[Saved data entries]
============

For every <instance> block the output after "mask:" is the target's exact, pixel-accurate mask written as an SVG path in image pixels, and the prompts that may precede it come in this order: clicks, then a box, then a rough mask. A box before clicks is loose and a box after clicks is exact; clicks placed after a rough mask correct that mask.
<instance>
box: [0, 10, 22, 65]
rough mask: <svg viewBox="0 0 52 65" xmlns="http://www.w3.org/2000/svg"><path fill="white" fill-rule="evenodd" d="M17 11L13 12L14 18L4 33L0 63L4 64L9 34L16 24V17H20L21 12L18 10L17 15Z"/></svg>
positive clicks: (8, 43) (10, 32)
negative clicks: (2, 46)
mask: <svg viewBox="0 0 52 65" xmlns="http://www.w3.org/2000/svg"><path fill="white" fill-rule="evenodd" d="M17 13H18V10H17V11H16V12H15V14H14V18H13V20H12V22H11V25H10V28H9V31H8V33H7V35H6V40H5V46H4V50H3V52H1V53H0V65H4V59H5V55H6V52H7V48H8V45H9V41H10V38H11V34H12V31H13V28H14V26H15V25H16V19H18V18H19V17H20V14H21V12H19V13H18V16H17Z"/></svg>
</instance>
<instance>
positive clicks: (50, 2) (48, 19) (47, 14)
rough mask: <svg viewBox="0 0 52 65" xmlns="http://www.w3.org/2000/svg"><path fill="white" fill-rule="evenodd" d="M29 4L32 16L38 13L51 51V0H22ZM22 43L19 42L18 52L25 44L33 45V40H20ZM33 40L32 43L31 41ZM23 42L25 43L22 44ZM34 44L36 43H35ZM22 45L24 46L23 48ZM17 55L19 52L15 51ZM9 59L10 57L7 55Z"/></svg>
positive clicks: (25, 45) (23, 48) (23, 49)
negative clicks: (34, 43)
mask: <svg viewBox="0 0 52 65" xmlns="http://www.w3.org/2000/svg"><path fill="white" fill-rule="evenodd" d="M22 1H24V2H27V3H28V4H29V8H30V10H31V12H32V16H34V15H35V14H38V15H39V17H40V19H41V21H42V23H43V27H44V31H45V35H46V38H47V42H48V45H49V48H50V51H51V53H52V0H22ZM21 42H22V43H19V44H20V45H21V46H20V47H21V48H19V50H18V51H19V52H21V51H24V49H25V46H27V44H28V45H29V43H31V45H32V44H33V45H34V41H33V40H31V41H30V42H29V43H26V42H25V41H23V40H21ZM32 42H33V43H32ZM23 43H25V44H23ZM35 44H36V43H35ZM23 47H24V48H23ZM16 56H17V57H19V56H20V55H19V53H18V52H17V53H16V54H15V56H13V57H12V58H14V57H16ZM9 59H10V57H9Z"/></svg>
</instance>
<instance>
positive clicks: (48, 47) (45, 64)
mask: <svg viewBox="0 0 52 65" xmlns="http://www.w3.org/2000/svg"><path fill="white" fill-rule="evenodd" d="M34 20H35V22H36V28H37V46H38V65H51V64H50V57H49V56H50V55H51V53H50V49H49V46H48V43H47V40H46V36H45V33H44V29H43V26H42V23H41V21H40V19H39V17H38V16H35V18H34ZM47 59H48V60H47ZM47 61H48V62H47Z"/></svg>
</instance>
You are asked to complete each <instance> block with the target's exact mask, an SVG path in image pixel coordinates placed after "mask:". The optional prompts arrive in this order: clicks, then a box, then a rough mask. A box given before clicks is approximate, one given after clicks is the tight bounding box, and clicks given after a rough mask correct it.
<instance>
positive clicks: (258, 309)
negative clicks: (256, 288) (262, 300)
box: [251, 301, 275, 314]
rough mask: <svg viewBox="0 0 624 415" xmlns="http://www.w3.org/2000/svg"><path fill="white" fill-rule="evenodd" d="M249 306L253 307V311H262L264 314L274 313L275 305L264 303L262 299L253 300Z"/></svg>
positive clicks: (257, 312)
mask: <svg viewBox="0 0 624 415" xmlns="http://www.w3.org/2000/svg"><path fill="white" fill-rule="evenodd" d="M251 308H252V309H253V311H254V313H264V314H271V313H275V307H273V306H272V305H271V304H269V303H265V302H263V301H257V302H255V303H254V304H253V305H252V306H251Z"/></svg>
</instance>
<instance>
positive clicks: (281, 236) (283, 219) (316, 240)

============

**EXERCISE INSTRUCTIONS**
The full set of records must be transcribed character for character.

**ANSWER BOX**
For every <instance> block the output after "mask:" is the target's exact, pixel-accurate mask written as an SVG path in image pixels, and the prompts that may precede it come in this order: clicks, then a box, then a rough mask. A box before clicks is loose and a box after clicks is exact; clicks placed after a rough mask correct that mask.
<instance>
box: [0, 10, 22, 65]
rough mask: <svg viewBox="0 0 52 65" xmlns="http://www.w3.org/2000/svg"><path fill="white" fill-rule="evenodd" d="M17 11L13 12L14 18L4 33L0 63L4 64L9 34L16 24V17H20L21 12L18 10L17 15Z"/></svg>
positive clicks: (8, 43) (10, 32)
negative clicks: (2, 46)
mask: <svg viewBox="0 0 52 65" xmlns="http://www.w3.org/2000/svg"><path fill="white" fill-rule="evenodd" d="M17 13H18V10H17V11H16V12H15V14H14V18H13V20H12V22H11V25H10V28H9V31H8V33H7V35H6V40H5V46H4V50H3V52H1V53H0V65H4V59H5V55H6V52H7V48H8V45H9V41H10V38H11V34H12V31H13V28H14V26H15V25H16V19H18V18H19V17H20V14H21V12H19V13H18V16H17Z"/></svg>
</instance>
<instance>
positive clicks: (50, 2) (48, 19) (47, 14)
rough mask: <svg viewBox="0 0 52 65" xmlns="http://www.w3.org/2000/svg"><path fill="white" fill-rule="evenodd" d="M29 4L32 16L38 13L51 51V0H22ZM22 43L19 42L18 52L25 44L33 45V40H20ZM33 40L32 43L31 41ZM23 42L25 43L22 44ZM34 44L36 43H35ZM22 45L24 46L23 48ZM17 55L19 52L15 51ZM9 59L10 57L7 55Z"/></svg>
positive clicks: (25, 45) (23, 48) (23, 49)
negative clicks: (34, 43)
mask: <svg viewBox="0 0 52 65" xmlns="http://www.w3.org/2000/svg"><path fill="white" fill-rule="evenodd" d="M22 1H24V2H27V3H28V4H29V8H30V10H31V12H32V16H34V15H35V14H38V15H39V17H40V19H41V21H42V23H43V27H44V31H45V35H46V38H47V42H48V45H49V48H50V51H51V53H52V0H22ZM21 42H22V43H19V44H20V45H21V46H20V47H21V48H19V50H18V51H19V52H21V51H24V49H25V46H27V44H28V45H29V43H31V45H32V44H33V45H34V41H33V40H31V41H30V42H29V43H26V42H25V41H23V40H21ZM32 42H33V43H32ZM23 43H25V44H23ZM35 44H36V43H35ZM23 47H24V48H23ZM16 56H17V57H19V56H20V55H19V53H18V52H17V53H16V54H15V56H13V57H12V58H14V57H16ZM9 59H10V57H9Z"/></svg>
</instance>
<instance>
positive clicks: (48, 47) (45, 64)
mask: <svg viewBox="0 0 52 65" xmlns="http://www.w3.org/2000/svg"><path fill="white" fill-rule="evenodd" d="M34 20H35V22H36V28H37V46H38V65H51V64H50V57H49V56H50V55H51V53H50V49H49V46H48V43H47V40H46V36H45V33H44V29H43V26H42V23H41V21H40V19H39V17H38V16H35V18H34ZM47 59H48V60H47ZM47 61H48V62H47Z"/></svg>
</instance>
You are asked to complete each <instance> block with the target's exact mask, an SVG path in image pixel coordinates placed after "mask:". The optional prompts arrive in this order: clicks, then a box, then a rough mask. A box given before clicks is approximate, one given after clicks is the tight bounding box, and clicks given after a rough mask correct it.
<instance>
positive clicks: (258, 309)
negative clicks: (256, 288) (262, 300)
box: [251, 301, 275, 314]
rough mask: <svg viewBox="0 0 624 415" xmlns="http://www.w3.org/2000/svg"><path fill="white" fill-rule="evenodd" d="M249 306L253 307V311H262L264 314L274 313L275 305L264 303L262 299L253 300Z"/></svg>
positive clicks: (257, 312)
mask: <svg viewBox="0 0 624 415" xmlns="http://www.w3.org/2000/svg"><path fill="white" fill-rule="evenodd" d="M251 308H252V309H253V311H254V313H264V314H271V313H275V307H273V306H272V305H271V304H269V303H265V302H263V301H257V302H255V303H254V304H253V305H252V306H251Z"/></svg>
</instance>
<instance>
positive clicks: (281, 236) (283, 219) (316, 240)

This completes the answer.